**Verilen metin**

ANKA
Türkiye üç ayda Çin’den 191 milyon dolarlık giyim eşyası, 116 milyon dolarlık ayakkabı, 89 milyon dolarlık oyuncak, 57 milyon dolarlık mobilya, 42 milyon dolarlık çanta, 35 milyon dolarlık çanak çömlek satın aldı. Ankara Ticaret Odası Başkanı Sinan Aygün, Çin kabusunun hortladığını vurgulayarak, "İşsizliğin nedenini başka yerde aramayın. İstihdam Paketi’nde ucuz ithalata karşı teknik engellere mutlaka yer verilmeli" dedi.
Ankara Ticaret Odası, yaptığı yazılı açıklamada Çin, Hindistan ve Kore’den yapılan ithalatlara dikkat çekti. İç talepte yaşanan canlanmayla birlikte Türkiye’nin Çin, Hindistan, Kore gibi ülkelerden yaptığı ithalatta bu yıl yüzde 50’ye yakın artış yaşandığı vurgulandı. ATO’nun TÜİK’in verilerinden yaptığı belirlemelerine göre Türkiye’nin toplam ithalatının 32,7, dış ticaret açığının da yüzde 175,3 oranında bu yıl Ocak-Mart döneminde Türkiye’nin Çin’den yaptığı ithalat yüzde 45.7, Güney Kore’den yaptığı ithalat yüzde 43.5, Tayvan’dan yaptığı ithalat yüzde 84.5, Hindistan’dan yaptığı ithalat yüzde 76.4 oranında artış kaydetti. Türkiye’nin genellikle dayanıklı ya da yarı dayanıklı tüketim malları ile aramalı ithal ettiği söz konusu ülkelerden yılın ilk çeyreğinde yapılan ithalattaki toplam artış ise yüzde 50.9 olarak gerçekleşti. Aynı ülkelerden yapılan ithalat 2009 yılında bir önceki yıla göre yüzde 20 oranında azalmıştı.
-DAYANIKLI VE YARI DAYANIKLI TÜKETİM MALLARI İTHAL EDİLİYOR-
ATO’nun raporuna göre Türkiye’ye özellikle ucuz işgücü açısından rekabet üstünlüğü bulunan söz konusu ülkelerden önemli ölçüde dayanıklı ve yarı-dayanıklı tüketim malları ile aramaları ithal ediliyor. Bu ülkelerden yapılan ithalatta yaşanan büyüme Türkiye’de aynı üretimi yapan iş yerlerinin üretimini ve dolayısıyla istihdamını doğrudan etkiliyor. Ekonomide kaydedilen büyümenin istihdama tam olarak yansımamasının altında yatan nedenler arasında söz konusu ithalat da önemli bir yer buluyor.

**Verilen malzeme**
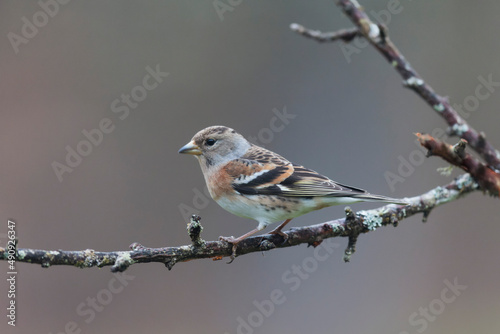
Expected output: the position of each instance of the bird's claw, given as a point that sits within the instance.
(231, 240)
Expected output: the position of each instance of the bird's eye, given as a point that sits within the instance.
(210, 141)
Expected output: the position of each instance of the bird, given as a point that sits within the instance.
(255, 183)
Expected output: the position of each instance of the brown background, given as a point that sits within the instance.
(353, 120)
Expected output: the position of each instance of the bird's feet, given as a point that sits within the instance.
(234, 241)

---

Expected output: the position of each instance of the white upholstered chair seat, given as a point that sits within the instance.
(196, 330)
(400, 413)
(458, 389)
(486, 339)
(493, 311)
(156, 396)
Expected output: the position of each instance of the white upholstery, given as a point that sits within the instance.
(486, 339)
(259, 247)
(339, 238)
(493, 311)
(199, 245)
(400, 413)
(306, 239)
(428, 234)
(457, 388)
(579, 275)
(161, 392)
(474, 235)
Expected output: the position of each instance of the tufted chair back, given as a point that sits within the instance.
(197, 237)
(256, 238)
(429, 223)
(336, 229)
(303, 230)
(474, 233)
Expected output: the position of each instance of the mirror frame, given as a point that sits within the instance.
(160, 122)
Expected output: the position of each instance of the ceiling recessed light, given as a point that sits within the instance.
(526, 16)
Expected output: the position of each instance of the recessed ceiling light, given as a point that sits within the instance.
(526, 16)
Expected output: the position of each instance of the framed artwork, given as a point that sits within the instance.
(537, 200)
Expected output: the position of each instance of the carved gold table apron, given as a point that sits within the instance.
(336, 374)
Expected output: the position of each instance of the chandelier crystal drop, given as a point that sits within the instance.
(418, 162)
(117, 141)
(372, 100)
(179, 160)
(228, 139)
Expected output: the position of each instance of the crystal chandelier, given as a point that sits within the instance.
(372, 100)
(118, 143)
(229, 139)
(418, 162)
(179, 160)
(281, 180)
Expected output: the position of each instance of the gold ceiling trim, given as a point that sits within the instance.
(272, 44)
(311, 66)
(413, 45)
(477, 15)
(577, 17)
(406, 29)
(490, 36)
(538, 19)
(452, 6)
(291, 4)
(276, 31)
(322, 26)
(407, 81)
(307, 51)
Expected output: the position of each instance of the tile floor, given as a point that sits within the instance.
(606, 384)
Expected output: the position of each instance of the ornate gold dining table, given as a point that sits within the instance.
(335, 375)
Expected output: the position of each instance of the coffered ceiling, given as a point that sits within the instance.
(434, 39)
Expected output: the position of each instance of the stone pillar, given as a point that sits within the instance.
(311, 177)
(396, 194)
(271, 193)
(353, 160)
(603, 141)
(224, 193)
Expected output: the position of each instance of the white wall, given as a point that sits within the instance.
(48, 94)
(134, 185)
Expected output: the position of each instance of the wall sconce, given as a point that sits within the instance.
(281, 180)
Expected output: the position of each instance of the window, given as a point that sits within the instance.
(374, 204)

* * *

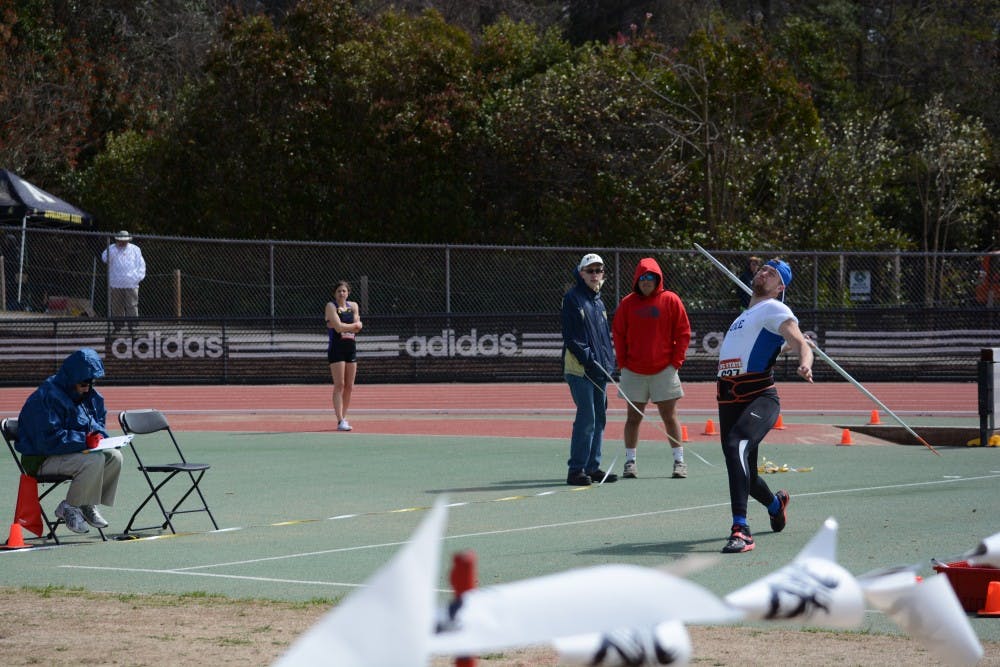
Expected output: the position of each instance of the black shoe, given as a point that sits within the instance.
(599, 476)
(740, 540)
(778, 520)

**Alıştırmalar**
**a)** Çin'den yapılan ithalatla ilgili metinden, "-DAYANIKLI VE YARI" sözlerinin geçtiği yerden başlayıp "bir yer buluyor." sözlerinden sonra biten kısmı hiç değiştirmeden alıntıla.
**b)** Kayıtlarda "gold" kelimesini barındıran bütün satırları olduğu gibi göster.
Kayıtların metinle hiçbir ilgisi yoktur.

**Sırayla cevaplar**
**a)**
-DAYANIKLI VE YARI DAYANIKLI TÜKETİM MALLARI İTHAL EDİLİYOR-
ATO’nun raporuna göre Türkiye’ye özellikle ucuz işgücü açısından rekabet üstünlüğü bulunan söz konusu ülkelerden önemli ölçüde dayanıklı ve yarı-dayanıklı tüketim malları ile aramaları ithal ediliyor. Bu ülkelerden yapılan ithalatta yaşanan büyüme Türkiye’de aynı üretimi yapan iş yerlerinin üretimini ve dolayısıyla istihdamını doğrudan etkiliyor. Ekonomide kaydedilen büyümenin istihdama tam olarak yansımamasının altında yatan nedenler arasında söz konusu ithalat da önemli bir yer buluyor.

**b)**
Expected output: the position of each instance of the carved gold table apron, given as a point that sits within the instance.
Expected output: the position of each instance of the gold ceiling trim, given as a point that sits within the instance.
Expected output: the position of each instance of the ornate gold dining table, given as a point that sits within the instance.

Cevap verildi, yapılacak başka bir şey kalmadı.